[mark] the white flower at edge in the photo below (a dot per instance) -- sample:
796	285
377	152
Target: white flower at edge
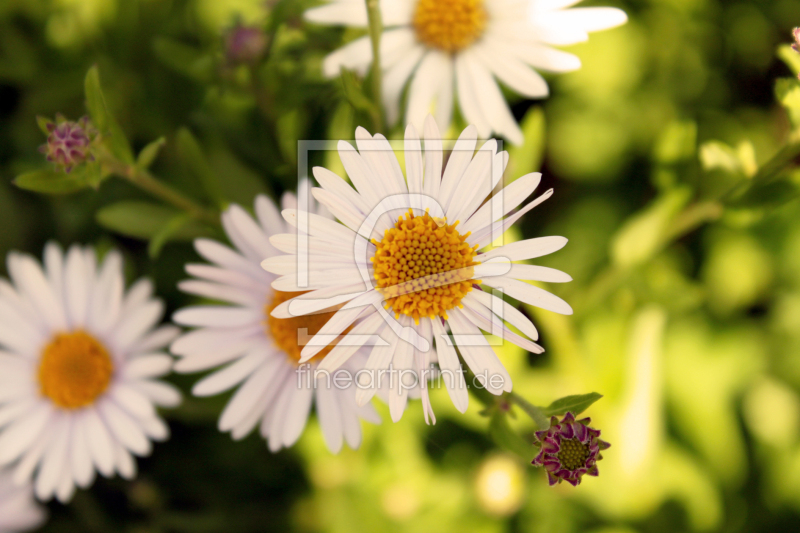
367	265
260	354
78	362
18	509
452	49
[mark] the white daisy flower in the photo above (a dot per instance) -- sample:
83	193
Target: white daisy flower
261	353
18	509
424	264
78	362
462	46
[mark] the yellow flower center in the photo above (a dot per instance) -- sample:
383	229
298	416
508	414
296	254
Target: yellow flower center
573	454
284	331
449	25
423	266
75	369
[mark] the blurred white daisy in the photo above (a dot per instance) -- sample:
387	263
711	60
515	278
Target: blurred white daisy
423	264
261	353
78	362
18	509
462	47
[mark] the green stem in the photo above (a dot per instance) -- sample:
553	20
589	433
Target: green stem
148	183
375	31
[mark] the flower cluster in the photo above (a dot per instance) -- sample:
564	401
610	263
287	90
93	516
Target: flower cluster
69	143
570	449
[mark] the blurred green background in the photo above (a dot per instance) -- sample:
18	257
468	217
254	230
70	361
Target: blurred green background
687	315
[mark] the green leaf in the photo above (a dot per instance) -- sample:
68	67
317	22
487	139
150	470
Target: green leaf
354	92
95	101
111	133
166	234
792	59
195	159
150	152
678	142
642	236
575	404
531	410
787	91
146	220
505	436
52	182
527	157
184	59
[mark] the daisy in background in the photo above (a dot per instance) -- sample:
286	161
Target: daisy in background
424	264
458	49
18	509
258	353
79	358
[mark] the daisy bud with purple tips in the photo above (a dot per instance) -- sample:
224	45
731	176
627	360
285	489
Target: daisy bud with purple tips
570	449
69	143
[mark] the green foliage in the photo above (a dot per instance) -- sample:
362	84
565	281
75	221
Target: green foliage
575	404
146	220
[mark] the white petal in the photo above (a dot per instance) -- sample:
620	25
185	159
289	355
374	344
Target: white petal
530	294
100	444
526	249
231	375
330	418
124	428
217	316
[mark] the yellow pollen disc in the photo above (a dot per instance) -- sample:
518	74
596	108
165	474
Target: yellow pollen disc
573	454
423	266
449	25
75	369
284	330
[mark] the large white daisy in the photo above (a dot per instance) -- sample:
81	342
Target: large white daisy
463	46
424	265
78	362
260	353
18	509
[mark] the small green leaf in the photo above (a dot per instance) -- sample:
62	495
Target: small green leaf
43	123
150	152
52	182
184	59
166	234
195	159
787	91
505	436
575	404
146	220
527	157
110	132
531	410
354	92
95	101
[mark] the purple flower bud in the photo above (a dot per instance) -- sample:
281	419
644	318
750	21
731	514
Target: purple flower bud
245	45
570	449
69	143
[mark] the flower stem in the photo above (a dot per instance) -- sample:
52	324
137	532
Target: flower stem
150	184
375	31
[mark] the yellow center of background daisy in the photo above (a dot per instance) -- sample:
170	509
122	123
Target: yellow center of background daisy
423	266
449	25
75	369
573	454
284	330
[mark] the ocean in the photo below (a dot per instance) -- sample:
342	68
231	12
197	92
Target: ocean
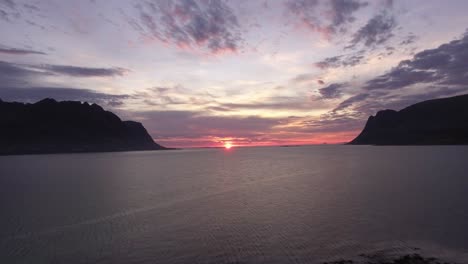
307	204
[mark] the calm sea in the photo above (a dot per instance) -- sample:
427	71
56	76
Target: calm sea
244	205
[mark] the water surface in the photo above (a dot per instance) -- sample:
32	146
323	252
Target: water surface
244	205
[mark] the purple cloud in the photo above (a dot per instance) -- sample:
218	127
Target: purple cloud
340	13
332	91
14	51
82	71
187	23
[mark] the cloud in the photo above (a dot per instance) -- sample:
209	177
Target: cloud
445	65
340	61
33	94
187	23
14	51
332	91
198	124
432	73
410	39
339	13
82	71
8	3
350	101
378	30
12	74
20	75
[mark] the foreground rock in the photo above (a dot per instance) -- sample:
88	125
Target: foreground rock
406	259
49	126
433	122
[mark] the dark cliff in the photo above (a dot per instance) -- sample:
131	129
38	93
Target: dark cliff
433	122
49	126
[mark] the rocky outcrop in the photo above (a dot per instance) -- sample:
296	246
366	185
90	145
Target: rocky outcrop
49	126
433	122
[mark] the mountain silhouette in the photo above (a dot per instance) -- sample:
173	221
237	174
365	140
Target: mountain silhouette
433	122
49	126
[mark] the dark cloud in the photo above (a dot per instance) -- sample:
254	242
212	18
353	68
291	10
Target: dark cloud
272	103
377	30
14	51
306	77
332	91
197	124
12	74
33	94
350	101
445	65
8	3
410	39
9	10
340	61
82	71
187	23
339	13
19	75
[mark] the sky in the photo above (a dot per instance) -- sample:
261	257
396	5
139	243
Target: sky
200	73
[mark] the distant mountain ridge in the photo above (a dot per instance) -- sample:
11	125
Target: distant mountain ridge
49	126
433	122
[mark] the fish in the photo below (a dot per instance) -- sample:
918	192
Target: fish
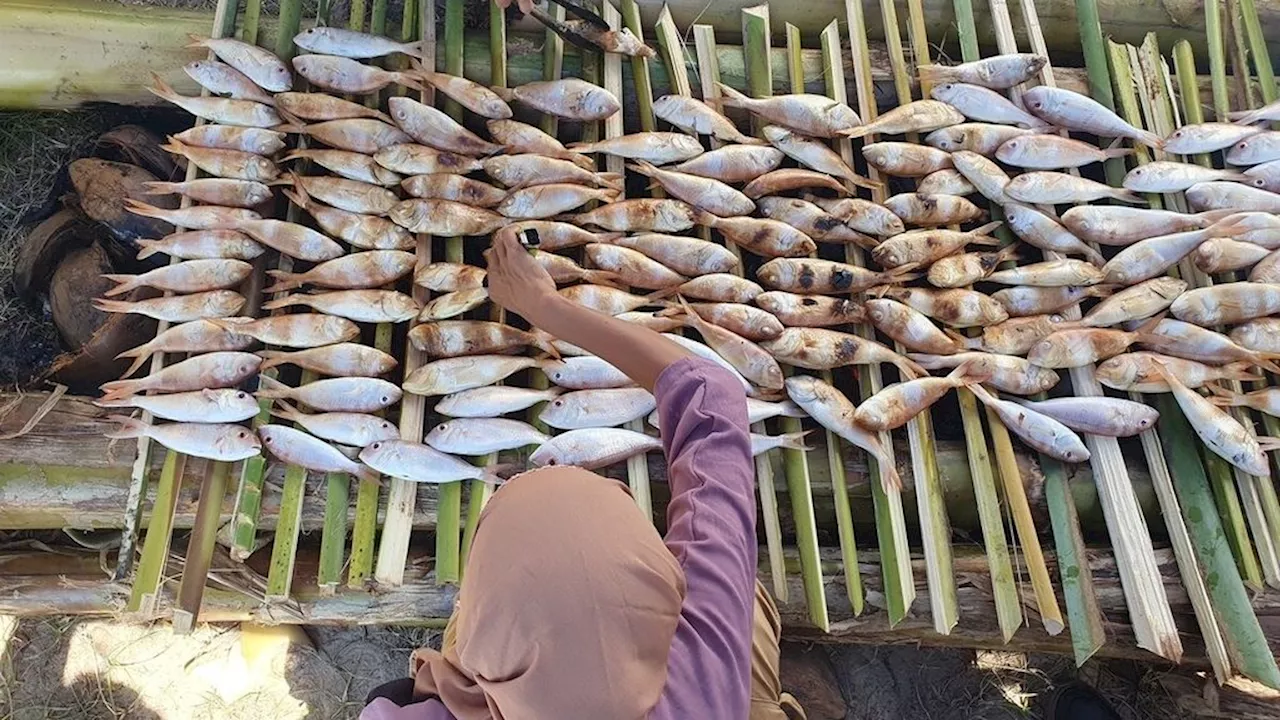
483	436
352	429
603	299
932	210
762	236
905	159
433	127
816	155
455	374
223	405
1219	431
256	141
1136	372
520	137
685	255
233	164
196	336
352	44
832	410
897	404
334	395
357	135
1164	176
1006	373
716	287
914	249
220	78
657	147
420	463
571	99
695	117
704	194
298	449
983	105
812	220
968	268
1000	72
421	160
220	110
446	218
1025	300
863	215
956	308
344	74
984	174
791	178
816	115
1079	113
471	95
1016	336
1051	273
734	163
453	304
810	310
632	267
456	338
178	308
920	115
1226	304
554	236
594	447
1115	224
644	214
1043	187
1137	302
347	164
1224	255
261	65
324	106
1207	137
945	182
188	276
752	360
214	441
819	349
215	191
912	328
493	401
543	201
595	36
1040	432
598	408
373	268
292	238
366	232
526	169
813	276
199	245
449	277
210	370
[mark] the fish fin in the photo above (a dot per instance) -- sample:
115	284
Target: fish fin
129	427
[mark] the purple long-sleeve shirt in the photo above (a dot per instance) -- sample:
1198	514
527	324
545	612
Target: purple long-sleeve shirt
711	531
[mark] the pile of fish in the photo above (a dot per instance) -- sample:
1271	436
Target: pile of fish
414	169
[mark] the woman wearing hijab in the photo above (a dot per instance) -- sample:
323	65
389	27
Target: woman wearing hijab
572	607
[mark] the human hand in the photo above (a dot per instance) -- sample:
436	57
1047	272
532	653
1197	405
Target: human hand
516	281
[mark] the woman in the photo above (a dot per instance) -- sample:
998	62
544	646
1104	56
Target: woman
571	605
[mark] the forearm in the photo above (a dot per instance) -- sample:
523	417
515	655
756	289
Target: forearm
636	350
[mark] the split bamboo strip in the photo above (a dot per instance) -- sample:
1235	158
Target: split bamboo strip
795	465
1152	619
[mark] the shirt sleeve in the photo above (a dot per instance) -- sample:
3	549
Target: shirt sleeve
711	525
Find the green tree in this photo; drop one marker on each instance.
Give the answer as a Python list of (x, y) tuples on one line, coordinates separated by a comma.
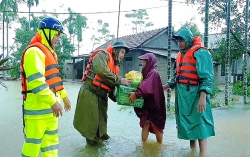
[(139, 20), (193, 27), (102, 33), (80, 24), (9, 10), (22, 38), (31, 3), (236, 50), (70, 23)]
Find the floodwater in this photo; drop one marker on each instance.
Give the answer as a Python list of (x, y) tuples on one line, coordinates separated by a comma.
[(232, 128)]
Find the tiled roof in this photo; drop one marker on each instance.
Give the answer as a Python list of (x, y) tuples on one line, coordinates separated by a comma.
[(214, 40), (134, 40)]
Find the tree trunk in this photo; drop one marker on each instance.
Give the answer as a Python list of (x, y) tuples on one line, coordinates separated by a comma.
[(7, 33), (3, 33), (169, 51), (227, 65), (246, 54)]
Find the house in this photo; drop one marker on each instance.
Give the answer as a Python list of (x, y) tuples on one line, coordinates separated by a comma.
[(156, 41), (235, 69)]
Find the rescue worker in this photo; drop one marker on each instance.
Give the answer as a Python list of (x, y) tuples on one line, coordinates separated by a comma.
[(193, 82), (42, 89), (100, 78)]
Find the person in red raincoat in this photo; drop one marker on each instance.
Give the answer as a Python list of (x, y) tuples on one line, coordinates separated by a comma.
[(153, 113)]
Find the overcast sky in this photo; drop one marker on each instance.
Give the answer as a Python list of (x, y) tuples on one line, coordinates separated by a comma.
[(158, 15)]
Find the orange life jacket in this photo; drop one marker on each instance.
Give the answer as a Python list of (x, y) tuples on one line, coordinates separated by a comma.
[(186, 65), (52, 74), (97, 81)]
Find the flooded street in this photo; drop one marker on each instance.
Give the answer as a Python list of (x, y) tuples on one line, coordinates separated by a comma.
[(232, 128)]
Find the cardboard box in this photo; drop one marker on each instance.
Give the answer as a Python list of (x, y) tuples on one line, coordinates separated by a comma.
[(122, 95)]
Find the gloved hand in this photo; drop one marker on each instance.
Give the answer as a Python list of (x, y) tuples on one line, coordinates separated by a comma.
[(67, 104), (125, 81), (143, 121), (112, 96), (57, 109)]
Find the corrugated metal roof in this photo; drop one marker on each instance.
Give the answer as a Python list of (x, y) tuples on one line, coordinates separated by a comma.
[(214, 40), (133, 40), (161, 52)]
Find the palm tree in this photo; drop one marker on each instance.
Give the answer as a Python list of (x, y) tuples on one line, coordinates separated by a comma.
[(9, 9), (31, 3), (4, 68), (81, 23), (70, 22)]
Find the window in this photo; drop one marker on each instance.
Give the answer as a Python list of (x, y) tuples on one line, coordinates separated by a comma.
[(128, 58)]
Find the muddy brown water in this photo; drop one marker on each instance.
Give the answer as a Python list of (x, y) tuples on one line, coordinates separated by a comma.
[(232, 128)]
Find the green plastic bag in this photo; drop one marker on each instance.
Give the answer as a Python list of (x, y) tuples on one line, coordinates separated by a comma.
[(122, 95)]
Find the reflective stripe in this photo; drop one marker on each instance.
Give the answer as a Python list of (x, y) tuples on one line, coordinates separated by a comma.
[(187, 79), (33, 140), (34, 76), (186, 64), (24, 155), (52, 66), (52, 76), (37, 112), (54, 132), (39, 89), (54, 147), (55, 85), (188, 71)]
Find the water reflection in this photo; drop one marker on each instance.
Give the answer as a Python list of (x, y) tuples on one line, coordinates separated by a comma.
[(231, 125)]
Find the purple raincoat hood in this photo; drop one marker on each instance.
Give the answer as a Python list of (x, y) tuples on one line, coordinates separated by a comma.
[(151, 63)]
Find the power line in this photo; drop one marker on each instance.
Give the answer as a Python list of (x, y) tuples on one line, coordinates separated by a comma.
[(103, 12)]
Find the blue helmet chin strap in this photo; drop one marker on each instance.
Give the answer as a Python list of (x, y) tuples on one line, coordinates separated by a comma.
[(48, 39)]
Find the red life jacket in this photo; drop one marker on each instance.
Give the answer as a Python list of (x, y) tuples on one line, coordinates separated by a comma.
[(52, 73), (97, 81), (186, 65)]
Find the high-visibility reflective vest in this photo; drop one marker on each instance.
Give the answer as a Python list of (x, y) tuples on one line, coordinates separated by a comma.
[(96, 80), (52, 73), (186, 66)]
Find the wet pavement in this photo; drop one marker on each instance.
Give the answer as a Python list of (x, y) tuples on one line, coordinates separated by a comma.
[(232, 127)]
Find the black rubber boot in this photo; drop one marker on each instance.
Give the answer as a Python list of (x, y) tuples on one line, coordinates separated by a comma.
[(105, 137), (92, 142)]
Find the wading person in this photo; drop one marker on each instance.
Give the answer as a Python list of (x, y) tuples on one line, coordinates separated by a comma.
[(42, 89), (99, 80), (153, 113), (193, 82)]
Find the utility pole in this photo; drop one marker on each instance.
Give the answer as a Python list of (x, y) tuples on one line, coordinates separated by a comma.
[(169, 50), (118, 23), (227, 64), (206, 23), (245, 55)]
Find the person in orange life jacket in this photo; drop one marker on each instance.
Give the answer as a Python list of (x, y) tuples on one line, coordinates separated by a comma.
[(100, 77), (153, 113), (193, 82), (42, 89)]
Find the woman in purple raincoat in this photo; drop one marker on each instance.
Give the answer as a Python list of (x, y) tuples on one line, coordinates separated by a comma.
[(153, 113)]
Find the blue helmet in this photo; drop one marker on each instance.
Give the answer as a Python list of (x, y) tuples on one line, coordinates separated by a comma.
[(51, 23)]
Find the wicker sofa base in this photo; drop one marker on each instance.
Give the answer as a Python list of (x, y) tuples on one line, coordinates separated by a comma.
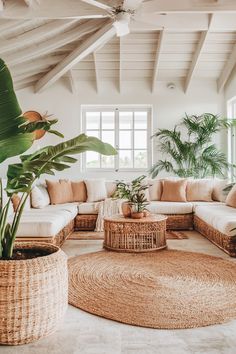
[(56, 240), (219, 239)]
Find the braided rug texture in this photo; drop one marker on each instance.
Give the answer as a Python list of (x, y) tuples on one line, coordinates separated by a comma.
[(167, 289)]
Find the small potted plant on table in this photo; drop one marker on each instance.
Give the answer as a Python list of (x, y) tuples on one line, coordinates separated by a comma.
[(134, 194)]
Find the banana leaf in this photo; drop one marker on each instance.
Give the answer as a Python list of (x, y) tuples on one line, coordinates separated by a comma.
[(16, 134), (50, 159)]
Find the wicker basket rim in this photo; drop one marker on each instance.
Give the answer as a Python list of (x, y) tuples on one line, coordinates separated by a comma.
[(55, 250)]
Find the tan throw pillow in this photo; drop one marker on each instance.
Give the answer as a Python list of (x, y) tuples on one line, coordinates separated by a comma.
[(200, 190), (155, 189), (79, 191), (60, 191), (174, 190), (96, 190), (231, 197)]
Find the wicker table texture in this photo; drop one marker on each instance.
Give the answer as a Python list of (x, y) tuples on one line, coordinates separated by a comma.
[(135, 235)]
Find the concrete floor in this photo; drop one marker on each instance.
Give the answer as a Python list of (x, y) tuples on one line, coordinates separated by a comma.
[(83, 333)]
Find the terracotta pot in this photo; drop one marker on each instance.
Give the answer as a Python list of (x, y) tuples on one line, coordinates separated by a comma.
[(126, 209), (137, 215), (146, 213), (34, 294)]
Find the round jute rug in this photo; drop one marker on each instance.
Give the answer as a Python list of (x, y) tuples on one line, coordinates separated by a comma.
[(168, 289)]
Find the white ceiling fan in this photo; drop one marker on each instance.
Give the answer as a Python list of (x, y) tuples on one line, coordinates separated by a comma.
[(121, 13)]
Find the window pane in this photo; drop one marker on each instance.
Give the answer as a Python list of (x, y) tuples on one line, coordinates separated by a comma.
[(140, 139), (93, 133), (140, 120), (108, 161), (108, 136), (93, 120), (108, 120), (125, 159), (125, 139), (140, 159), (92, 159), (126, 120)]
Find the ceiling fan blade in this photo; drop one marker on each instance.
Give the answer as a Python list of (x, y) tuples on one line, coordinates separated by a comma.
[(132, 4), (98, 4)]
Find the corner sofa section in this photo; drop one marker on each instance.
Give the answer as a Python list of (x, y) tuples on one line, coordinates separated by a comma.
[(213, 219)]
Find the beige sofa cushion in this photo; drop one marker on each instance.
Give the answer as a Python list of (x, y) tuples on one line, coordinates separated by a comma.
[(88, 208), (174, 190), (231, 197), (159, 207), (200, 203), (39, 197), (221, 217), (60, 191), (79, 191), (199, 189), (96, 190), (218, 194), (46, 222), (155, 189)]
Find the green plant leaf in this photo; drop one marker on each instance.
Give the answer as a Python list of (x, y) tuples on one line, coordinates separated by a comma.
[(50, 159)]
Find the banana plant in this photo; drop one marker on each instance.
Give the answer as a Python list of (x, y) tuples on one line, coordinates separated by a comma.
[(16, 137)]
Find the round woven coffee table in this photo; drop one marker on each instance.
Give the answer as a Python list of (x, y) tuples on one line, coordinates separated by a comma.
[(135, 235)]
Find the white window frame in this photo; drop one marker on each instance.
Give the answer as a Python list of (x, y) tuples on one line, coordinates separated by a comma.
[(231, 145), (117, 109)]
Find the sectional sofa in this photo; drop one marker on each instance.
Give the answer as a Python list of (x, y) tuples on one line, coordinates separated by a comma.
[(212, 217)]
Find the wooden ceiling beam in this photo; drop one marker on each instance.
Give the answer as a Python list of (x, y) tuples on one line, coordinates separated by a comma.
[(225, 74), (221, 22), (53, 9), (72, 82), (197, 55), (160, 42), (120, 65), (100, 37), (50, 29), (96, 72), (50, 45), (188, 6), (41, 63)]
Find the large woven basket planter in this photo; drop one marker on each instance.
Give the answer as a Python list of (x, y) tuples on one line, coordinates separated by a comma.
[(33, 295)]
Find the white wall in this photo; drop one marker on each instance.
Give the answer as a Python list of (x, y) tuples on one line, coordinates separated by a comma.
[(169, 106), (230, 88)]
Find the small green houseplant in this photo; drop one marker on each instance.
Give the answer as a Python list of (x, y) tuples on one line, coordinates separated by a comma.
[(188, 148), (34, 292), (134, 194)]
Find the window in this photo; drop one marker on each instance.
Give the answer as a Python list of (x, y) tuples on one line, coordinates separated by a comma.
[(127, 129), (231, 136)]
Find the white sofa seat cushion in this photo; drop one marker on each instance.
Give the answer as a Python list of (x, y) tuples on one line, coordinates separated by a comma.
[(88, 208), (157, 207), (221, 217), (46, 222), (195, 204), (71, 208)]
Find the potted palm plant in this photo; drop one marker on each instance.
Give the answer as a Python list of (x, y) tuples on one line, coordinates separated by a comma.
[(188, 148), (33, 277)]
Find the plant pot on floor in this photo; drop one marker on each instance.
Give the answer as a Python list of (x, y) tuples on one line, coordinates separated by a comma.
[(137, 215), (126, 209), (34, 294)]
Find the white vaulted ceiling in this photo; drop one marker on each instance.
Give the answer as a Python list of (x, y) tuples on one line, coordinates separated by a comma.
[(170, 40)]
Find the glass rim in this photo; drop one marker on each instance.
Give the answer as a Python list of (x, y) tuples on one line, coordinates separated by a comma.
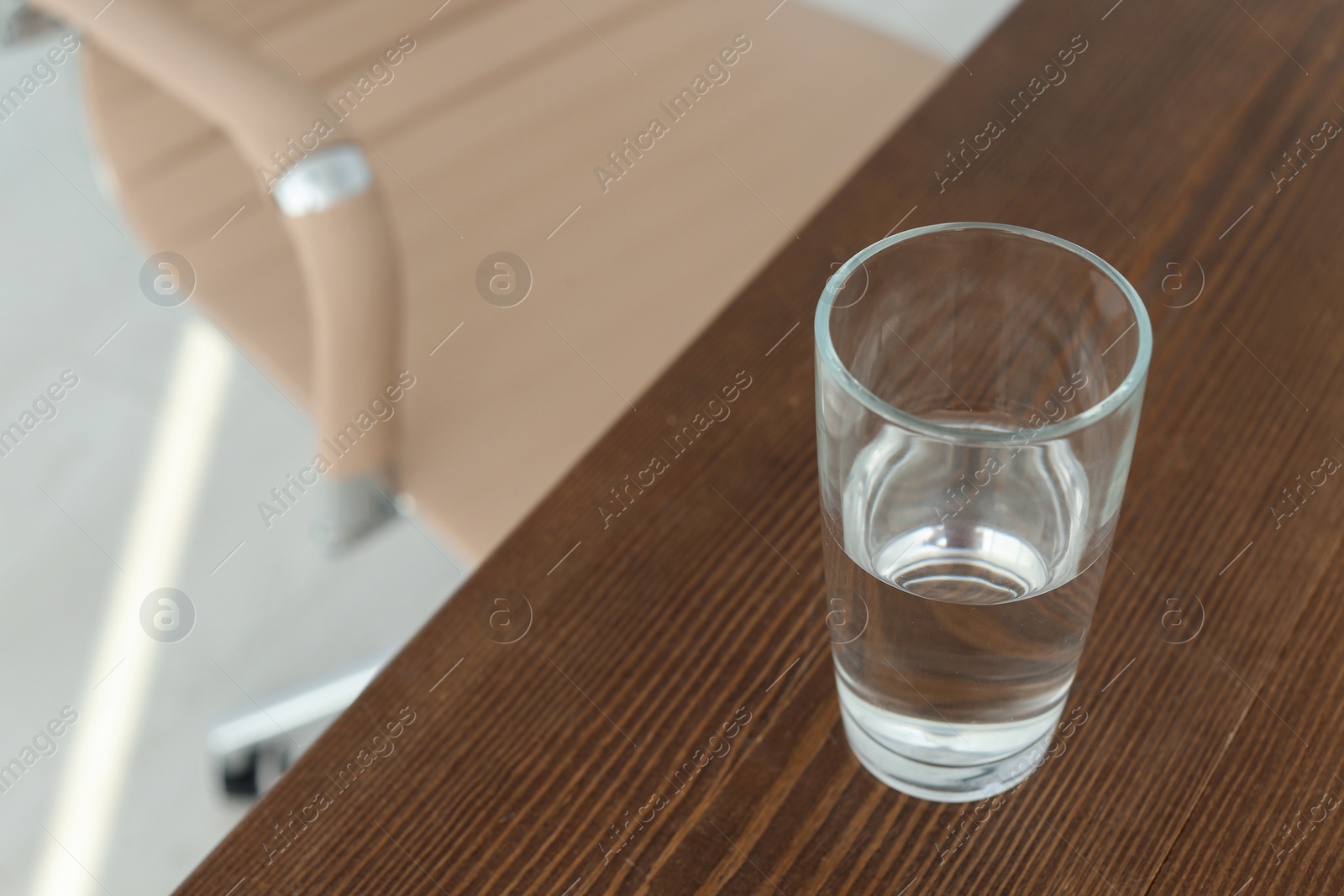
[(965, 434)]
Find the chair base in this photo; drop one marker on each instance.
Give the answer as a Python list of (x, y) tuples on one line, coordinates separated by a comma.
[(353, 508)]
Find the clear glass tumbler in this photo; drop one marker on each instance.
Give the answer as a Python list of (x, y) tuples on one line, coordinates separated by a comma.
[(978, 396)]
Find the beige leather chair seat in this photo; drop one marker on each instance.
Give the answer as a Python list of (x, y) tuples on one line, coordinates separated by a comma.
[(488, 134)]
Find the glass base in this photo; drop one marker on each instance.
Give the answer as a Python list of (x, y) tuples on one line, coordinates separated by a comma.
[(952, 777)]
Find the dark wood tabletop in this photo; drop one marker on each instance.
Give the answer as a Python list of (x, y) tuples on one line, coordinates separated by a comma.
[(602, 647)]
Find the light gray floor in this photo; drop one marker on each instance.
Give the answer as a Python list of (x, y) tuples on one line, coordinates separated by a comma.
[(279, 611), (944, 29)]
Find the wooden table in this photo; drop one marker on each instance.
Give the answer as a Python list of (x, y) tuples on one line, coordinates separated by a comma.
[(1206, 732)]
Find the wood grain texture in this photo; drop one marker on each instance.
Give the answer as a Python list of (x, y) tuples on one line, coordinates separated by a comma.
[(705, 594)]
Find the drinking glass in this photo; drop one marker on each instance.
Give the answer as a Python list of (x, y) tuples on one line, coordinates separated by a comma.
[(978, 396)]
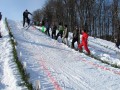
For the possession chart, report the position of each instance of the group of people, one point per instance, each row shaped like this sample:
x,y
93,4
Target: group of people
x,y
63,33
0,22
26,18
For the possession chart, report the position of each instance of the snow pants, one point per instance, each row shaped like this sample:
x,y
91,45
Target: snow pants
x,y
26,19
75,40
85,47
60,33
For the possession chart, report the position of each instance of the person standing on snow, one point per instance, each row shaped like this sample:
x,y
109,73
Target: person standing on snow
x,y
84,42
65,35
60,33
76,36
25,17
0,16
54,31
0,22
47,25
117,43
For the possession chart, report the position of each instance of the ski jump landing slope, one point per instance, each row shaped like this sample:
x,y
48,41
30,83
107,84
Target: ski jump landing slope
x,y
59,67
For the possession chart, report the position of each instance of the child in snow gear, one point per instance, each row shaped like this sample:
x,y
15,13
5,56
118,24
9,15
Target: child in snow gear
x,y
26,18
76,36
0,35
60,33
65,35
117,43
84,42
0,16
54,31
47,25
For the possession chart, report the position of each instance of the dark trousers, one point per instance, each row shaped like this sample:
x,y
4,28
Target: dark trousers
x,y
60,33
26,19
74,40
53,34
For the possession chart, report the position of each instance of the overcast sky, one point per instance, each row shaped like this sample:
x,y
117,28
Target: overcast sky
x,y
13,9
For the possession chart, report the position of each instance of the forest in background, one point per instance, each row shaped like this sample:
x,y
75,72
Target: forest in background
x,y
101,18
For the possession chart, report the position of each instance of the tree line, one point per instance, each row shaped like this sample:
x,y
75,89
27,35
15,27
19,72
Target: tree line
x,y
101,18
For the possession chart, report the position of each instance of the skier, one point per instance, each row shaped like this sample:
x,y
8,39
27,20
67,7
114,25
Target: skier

────

#### About this exercise
Find out how many lines in the data above hold the word "window". Write only the number.

#### Reply
4